*Task instructions*.
1) Copy the column from "The CC strategy" to "of office. Bravo!", swapping "common candidate" for "joint candidate".
2) Carry on the column about the Sirisena-Ranil government from the point where it stops.

*Source text*.
Vengeance shall be mine
Source: 360 News: live360.lk/govt-well-way-towards-dictatorship-mahinda/

Kumar David

It’s the end of the year, nearly three years from January 8, 2015 and an opportunity to draw up two balance sheets. Today I will focus on the acts of commission and omission of the Sirisena-Ranil duumvirate and next week take a sharp look at Local Government (LG) elections slated for February. The latter will be a significant pointer, so I will keep you salivating for a week. Commentators agree that more than local administration hang on the results, therefore I assure you it’s worth the wait.

A question frequently put to me is: "What do you now have to say about this government? Didn’t you canvas for the defeat of Mahinda Rajapaksa? Isn’t yahapalanaya a failure?" The question is directed at me because I am responsible for originating the Single-Issue Common-Candidate concept taken forward by Rev Sobitha’s Just Society Movement, anti-Mahinda political parties and democratic and human rights activists. Most people cottoned on to the Common-Candidate (CC) strategy to facilitate the defeat of Rajapaksa, but few grasped the parameters of the Single-Issue (SI) concept. Let me explain this fine and nuanced line and clarify my mixed reaction to the shortcomings of yahapalanaya.

The CC strategy was pulled off by Sirisena, Ranil and Chandrika in a brilliant political coup. Hats off! The need to unite all who detested Mahinda-Gotabaya oppression, repression and slide to autocracy, was an easy idea to grasp. Millions cottoned on, refused to be intimidated by state power, resisted billions of rupees, and voted for a common candidate to drive Rajapaksa out of office. Bravo!

*Raw data*.
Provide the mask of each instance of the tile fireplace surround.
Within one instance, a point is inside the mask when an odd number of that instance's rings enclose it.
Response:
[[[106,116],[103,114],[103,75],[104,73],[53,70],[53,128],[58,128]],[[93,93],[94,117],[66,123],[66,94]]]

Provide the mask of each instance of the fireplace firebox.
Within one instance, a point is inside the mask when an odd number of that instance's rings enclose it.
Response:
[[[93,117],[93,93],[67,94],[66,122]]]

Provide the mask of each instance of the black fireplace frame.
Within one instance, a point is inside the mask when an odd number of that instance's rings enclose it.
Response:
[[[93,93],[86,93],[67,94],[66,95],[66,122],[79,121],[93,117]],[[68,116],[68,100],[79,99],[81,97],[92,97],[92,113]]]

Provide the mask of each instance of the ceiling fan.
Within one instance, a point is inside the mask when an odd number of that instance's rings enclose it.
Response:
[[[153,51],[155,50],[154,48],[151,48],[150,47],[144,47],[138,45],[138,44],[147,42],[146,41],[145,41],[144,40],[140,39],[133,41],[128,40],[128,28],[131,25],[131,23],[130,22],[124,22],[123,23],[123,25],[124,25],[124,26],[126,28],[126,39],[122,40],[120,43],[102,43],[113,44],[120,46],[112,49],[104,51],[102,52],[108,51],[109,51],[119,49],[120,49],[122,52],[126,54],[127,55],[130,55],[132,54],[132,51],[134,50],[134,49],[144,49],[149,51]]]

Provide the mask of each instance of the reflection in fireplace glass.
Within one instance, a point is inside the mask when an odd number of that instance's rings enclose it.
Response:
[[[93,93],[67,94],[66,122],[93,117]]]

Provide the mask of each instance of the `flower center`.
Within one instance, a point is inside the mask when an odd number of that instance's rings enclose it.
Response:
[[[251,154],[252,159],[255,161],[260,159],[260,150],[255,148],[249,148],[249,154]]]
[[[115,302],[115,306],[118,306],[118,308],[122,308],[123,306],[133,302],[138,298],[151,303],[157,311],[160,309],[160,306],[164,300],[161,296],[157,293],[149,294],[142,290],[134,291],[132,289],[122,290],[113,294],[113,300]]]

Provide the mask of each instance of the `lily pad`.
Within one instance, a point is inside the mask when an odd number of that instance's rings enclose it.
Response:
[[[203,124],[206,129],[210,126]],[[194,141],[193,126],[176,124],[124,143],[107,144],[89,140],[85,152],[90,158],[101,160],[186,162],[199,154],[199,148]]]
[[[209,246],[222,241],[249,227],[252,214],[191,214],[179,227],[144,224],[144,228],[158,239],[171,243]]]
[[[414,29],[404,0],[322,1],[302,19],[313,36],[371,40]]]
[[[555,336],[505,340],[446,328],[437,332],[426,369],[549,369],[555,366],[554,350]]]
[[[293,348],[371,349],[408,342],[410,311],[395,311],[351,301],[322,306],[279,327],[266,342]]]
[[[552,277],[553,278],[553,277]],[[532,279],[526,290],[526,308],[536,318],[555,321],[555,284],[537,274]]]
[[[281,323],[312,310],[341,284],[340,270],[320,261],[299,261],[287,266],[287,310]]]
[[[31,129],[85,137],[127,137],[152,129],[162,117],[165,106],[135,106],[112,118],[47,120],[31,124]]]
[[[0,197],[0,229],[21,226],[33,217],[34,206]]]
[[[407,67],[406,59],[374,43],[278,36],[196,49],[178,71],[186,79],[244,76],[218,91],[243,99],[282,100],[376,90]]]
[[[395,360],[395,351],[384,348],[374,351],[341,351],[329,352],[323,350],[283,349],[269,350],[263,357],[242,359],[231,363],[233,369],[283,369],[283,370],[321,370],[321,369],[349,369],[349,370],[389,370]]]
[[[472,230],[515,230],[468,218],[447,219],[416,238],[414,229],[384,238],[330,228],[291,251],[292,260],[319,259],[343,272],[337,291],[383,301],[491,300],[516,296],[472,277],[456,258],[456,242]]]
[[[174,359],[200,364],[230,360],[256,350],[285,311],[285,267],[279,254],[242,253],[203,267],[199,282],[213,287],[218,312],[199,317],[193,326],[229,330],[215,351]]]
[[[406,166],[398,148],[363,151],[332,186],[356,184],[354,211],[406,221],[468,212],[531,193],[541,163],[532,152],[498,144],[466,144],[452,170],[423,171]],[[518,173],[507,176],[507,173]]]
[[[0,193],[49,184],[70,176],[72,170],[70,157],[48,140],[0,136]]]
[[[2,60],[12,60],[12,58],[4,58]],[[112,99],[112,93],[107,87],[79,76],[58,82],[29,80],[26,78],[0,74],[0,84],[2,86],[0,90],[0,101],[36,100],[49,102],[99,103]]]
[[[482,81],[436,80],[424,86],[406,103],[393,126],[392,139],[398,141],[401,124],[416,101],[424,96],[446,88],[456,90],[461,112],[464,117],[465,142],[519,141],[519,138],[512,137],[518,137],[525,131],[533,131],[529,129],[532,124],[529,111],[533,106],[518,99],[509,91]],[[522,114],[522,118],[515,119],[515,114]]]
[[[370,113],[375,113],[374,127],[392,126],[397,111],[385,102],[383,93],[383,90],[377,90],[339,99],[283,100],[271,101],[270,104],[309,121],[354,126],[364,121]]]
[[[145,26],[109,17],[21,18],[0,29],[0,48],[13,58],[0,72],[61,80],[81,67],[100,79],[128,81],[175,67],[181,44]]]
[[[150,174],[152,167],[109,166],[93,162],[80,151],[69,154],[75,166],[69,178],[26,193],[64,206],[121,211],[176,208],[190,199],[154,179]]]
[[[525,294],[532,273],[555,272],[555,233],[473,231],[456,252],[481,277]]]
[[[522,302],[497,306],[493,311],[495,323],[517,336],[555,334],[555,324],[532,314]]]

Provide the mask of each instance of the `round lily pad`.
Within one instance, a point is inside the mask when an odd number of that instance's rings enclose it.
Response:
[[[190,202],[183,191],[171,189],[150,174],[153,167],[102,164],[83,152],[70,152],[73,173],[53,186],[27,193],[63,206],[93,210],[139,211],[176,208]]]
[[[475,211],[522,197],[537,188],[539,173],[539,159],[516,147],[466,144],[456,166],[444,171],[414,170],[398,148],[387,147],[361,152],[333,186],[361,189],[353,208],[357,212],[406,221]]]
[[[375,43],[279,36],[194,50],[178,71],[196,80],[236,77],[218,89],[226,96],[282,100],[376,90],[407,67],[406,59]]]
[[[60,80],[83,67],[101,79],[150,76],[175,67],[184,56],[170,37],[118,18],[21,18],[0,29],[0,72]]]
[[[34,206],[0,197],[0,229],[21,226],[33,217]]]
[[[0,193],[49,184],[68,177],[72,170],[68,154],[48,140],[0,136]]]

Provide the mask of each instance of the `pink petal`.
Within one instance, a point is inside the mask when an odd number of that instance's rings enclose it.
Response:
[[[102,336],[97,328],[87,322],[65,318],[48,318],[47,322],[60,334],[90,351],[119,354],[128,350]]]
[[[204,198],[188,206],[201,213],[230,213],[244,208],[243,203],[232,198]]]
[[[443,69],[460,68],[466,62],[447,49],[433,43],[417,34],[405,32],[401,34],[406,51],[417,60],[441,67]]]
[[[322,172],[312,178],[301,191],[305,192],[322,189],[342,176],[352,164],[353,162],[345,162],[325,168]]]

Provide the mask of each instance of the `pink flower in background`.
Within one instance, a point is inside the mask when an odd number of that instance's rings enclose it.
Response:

*Per-task answers*.
1)
The CC strategy was pulled off by Sirisena, Ranil and Chandrika in a brilliant political coup. Hats off! The need to unite all who detested Mahinda-Gotabaya oppression, repression and slide to autocracy, was an easy idea to grasp. Millions cottoned on, refused to be intimidated by state power, resisted billions of rupees, and voted for a joint candidate to drive Rajapaksa out of office. Bravo!

2)
The more finessed point, Single Issue (SI), is that many, like me, who united to defeat Rajapaksa did so for one clearly articulated reason. The motive of those of us who voiced the SI concept was to pull Lanka out of a creeping dictatorship. This was the bottom line, the minimal agenda; anything more would be a bonus. Let me be clear; the purpose of SI-CC was to defeat MR-GR, halt the slide to dictatorship and abolish the all-powerful executive presidency. We harboured no assurance that much more would be achieved. Yes, there was hope on two related objectives; a constitution translating electoral victory into statutes, and second, vigorous action against corruption that had made Rajapaksa era abuse of power profitable. These were possible bonuses, but the minimum was to halt an erosion of democracy, dignity and human rights.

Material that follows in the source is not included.